The nation’s eased COVID-19 restrictions have allowed people to live relatively normal lives during the latest local outbreak, and the government would continue reviewing its disease prevention strategies to help everyone return to normalcy, Premier Su Tseng-chang (蘇貞昌) said yesterday.
Su made the remark after holding a larger-than-normal disease prevention meeting at the Central Epidemic Command Center (CECC) yesterday.
After the new “3+4” home isolation policy was implemented last week, the number of people in isolation dropped to about 20,000, he said, adding that as 99.7 percent of local COVID-19 cases are mild or asymptomatic, the government has enough healthcare capacity to treat cases with moderate or severe complications.
Photo courtesy of the Executive Yuan via CNA
The government would continue to review its disease prevention strategies to reduce the stress on frontline healthcare workers and administrative workers, and to take care of patients with moderate or severe complications, elderly people and high-risk groups, Su said.
As many countries have reopened their borders and are living with the virus, Taiwan is preparing to move to a new stage where people can resume their normal lives.
“We will not lock down the country and cities as cruelly as China,” Su said.
Taiwan’s methods are “gradual,” he said, adding: “We have a plan, and there is a rhythm to it.”
Minister of Health and Welfare Chen Shih-chung (陳時中), who heads the center, yesterday said that 16,936 new local infections — an increase of about 12 percent from the day before — and 149 imported cases were confirmed yesterday.
Three deaths and 47 new cases with moderate or severe complications were also confirmed, he said.
Centers for Disease Control Deputy Director-General Philip Lo (羅一鈞), deputy head of the CECC’s medical response division, said an unvaccinated man in his 90s died, as well as two men in their 60s, one of whom has received one dose of a COVID-19 vaccine, while the other had received two.

#### [TASK SET]
**A.** Quote the article on Taiwan's COVID-19 response word for word, starting at the words "Taiwan’s methods are" and ending with "were confirmed yesterday.".
**B.** In the article on Taiwan's COVID-19 response, what share of local COVID-19 cases does Su say are mild or asymptomatic?
**C.** Carry on the article on Taiwan's COVID-19 response from its last sentence.
The data comes from a separate source with no link to the article on Taiwan's COVID-19 response.

#### [RECORD EXTRACTS]
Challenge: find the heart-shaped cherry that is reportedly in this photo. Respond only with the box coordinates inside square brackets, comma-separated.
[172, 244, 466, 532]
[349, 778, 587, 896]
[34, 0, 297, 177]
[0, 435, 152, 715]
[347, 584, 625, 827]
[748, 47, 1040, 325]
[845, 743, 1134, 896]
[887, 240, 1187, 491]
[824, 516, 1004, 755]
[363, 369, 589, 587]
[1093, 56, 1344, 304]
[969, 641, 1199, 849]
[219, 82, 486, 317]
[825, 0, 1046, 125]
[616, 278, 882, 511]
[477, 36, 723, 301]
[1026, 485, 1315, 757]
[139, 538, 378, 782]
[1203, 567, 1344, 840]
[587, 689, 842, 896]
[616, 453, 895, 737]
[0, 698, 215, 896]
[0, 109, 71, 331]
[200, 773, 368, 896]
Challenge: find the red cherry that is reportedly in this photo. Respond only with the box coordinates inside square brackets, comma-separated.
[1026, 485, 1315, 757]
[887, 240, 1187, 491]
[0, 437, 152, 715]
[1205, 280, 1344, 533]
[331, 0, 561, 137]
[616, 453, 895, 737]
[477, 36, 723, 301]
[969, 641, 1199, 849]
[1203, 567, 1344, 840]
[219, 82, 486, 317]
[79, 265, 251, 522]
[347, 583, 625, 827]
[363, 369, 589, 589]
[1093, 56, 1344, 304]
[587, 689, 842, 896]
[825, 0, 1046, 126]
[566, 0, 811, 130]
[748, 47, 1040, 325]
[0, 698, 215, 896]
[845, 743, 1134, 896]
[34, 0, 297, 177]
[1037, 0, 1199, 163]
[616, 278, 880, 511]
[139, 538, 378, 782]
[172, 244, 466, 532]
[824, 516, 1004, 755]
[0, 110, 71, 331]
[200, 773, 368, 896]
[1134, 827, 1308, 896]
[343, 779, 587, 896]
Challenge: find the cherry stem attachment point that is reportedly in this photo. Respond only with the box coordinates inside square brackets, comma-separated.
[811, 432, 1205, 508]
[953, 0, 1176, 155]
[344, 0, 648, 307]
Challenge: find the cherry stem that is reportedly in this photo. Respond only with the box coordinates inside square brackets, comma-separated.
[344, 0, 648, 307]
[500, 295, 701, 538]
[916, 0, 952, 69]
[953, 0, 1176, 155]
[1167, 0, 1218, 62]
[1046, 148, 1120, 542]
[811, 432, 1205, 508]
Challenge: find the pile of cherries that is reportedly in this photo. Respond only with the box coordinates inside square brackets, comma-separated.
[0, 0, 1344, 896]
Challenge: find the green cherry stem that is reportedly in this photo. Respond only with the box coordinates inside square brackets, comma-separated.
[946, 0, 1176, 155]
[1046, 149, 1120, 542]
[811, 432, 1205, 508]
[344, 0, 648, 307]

#### [ANSWERS TO THIS EXERCISE]
**A.**
Taiwan’s methods are “gradual,” he said, adding: “We have a plan, and there is a rhythm to it.”
Minister of Health and Welfare Chen Shih-chung (陳時中), who heads the center, yesterday said that 16,936 new local infections — an increase of about 12 percent from the day before — and 149 imported cases were confirmed yesterday.

**B.** 99.7 percent

**C.**
They all had underlying health conditions, Lo said.
Displaying a chart of the seven-day rolling average of testing positivity rates in the nation’s 22 cities and counties, Chen said the average rate nationwide was 9.63 percent, but New Taipei City had a rate of 21.98 percent and Taipei had a rate of 14.78 percent.
He said that more community testing stations would be set up in Taipei and New Taipei City, as the center is urging people not to overcrowd hospital emergency rooms, but rather undergo a polymerase chain reaction test at a testing station after testing positive using a rapid test kit.
Asked about a medical expert’s comment that the virus might peak between the middle and end of this month, Chen said the center believes the peak might be around that time, but it is also preparing to respond to other simulated scenarios of how the outbreak could play out.
He said that about 400,000 packs of rapid test kits, which contain five kits per pack, were distributed to pharmacies for people to purchase through the real-name rationing system on Saturday.
About 315,000 of the packs were sold, and 458,223 packs were available yesterday, he said.
As of Saturday, the nation’s vaccination coverage rate was 84.87 percent for the first shot, 80.12 percent for the second and 59.82 percent for the booster, the CECC said.